*Required task 1*. Please duplicate the part of the farmhouse passage that opens with the words containing "But what I am" and closes with "the different sheds.".
*Required task 2*. According to the farmhouse passage, where was the winter's wood kept?
*Required task 3*. Render this sentence from the farmhouse passage in Spanish: "The farmer did not get lost in snowstorms/blizzards between the house and the different sheds."

*Supplied passage*.
────────

But what I am getting at... is the farmhouse was attached to all the different sheds/barns/pens for the winter. So the farmer did not have to go outside in the cold miserable weather; the animals did not go out to suffer through the cold and snow and ice. The farmer did not get lost in snowstorms/blizzards between the house and the different sheds.
My extended family in VT had a dairy... The farm house had a wood shed attached to the house, the winters' wood was stored in there and kept dry and accessible. From there they went into a repair shop/storage type small shed... There was a door on the back of that for the old outhouse..(🥶 )...went through the shop into an attached corn crib for ear corn.....and through another shed had the chickens in part of it... all the meat birds had been killed for the winter and only the layers and the roosters for fertile eggs were kept and fed through the winter.... then there was the BIG BARN... with the dairy cattle in the stanchions, the milk house closest to the house and then the cows and at the end, sorta off into an L were the calf pens but still under the big barn roof... and there was one good sized pen with the 2 sows and a smaller pen with the boar hog. They actually had an L built out off the big barn for the hogs but if it was real cold, they brought them inside.... The hay in the mow, the cattle in the barn with the doors closed kept it in the 40's and above to where the water did not hardly freeze.... The hogs were in deep bedding... they weren't cleaned out until a thaw and they were able to spread cow manure and the part where the hogs did their manure was partially cleaned out, to keep it a little cleaner. But the chickens were not cleaned until spring, as well as alot of manure from the cows that was stored outside in a "manure pile", and whatever the hogs etc made... as it was spread in the spring for fertilizer for the fields.

────────

*Data lines*.
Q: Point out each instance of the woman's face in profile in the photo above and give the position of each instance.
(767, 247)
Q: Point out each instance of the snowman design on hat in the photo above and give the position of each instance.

────────

*Finished answer 1*.
But what I am getting at... is the farmhouse was attached to all the different sheds/barns/pens for the winter. So the farmer did not have to go outside in the cold miserable weather; the animals did not go out to suffer through the cold and snow and ice. The farmer did not get lost in snowstorms/blizzards between the house and the different sheds.

*Finished answer 2*. In a wood shed attached to the house.

*Finished answer 3*. El granjero no se perdía en tormentas de nieve/ventiscas entre la casa y los distintos cobertizos.